WORK ORDER.
Look through the data that follows and copy each line with the string "green".

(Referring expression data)
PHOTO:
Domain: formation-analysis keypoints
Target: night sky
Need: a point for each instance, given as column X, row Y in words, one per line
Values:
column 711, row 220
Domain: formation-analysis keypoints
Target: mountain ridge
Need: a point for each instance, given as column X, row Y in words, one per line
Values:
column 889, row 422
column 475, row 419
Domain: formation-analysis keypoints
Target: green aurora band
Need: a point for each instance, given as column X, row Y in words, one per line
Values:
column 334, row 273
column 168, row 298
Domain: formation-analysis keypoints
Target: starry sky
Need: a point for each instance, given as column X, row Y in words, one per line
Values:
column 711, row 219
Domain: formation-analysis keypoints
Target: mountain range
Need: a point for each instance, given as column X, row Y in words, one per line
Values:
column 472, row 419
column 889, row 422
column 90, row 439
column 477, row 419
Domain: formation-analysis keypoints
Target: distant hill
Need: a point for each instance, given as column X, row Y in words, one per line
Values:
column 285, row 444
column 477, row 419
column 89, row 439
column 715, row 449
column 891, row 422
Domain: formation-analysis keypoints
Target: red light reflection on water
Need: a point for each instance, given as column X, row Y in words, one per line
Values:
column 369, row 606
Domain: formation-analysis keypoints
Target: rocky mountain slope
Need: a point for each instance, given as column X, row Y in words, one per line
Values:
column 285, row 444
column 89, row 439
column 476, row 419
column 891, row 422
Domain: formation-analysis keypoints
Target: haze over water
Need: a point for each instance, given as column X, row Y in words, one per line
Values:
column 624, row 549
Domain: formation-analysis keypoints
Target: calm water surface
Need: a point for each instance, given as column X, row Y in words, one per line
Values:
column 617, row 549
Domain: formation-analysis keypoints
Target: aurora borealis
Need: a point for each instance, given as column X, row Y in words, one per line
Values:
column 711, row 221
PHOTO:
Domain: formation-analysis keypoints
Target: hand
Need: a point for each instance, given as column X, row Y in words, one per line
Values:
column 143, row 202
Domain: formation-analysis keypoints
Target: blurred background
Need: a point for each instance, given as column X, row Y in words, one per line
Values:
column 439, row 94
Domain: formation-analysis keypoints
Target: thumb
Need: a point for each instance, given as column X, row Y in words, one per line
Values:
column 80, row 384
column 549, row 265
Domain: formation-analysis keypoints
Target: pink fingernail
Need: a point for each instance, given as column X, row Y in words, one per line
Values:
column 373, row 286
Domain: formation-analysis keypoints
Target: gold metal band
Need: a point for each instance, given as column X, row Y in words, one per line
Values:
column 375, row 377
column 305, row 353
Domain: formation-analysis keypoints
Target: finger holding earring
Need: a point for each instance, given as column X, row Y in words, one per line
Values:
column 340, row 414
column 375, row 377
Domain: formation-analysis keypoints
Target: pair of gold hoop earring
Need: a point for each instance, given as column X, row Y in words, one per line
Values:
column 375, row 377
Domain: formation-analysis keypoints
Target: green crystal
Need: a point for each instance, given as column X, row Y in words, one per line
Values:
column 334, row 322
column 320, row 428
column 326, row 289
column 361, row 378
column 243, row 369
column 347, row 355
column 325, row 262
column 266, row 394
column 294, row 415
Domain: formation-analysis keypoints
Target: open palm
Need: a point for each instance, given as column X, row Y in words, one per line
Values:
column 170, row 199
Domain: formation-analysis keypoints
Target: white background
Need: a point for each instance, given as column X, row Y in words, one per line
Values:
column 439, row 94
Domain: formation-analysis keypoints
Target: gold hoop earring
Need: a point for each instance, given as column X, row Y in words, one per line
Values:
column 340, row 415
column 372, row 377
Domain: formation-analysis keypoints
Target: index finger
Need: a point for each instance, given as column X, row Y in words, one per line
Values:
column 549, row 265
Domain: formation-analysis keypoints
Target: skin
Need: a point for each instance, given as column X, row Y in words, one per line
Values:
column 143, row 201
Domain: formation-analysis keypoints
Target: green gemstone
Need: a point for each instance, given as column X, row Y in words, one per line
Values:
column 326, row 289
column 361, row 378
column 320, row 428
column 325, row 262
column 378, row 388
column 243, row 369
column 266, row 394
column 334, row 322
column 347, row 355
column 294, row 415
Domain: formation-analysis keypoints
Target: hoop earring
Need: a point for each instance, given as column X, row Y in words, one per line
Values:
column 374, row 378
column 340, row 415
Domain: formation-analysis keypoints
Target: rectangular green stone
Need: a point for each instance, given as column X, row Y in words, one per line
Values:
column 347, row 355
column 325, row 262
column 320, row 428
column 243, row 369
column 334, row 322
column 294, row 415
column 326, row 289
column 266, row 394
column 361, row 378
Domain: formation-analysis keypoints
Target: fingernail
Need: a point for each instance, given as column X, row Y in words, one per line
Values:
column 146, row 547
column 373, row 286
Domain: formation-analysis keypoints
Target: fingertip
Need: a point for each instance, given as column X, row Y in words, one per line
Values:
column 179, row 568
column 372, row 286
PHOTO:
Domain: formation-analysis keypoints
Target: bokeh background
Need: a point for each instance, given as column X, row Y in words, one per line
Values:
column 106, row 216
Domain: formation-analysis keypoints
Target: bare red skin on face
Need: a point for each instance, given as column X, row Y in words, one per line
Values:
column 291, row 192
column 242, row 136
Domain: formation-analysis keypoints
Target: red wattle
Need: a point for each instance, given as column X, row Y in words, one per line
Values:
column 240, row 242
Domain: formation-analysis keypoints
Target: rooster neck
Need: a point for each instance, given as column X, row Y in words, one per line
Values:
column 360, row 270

OUTPUT OF THE EXERCISE.
Target: green aurora band
Target: green crystal
Target: green gemstone
Target: rectangular green stone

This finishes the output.